Render the following material again verbatim, leaving nothing out.
%%
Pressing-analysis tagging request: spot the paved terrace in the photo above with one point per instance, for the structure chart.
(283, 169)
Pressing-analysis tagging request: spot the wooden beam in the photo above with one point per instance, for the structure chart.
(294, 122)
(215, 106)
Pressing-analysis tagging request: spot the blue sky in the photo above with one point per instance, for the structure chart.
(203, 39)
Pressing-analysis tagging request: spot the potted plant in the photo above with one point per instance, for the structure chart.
%%
EXERCISE RESPONSE:
Pressing-analysis tagging request: spot the paved terrace in the photo above with one point per instance, for the structure chart.
(283, 169)
Pressing-analysis tagging request: spot the wooden beam in the photo above with one point per instance, for the structure chart.
(294, 122)
(215, 106)
Pressing-analysis tagging request: spot the blue sky in the photo above with one point per instance, for the structure chart.
(203, 39)
Pressing-analysis tagging request: spot the potted plant in the photo above with one point per instance, for the structure chart.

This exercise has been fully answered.